▸ **THE TASK**:
Starting from the line containing "column 411, row 223", give again every line through the end of the entries, word for word. Pictures stay out of the copy.
INFORMATION PROVIDED: Begin
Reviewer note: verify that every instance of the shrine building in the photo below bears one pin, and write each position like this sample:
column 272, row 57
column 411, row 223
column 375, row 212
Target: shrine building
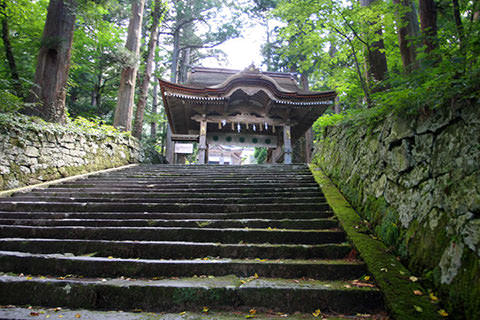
column 248, row 108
INFORMATION PROVIDED: End
▸ **RESULT**:
column 411, row 223
column 375, row 212
Target: shrine building
column 248, row 108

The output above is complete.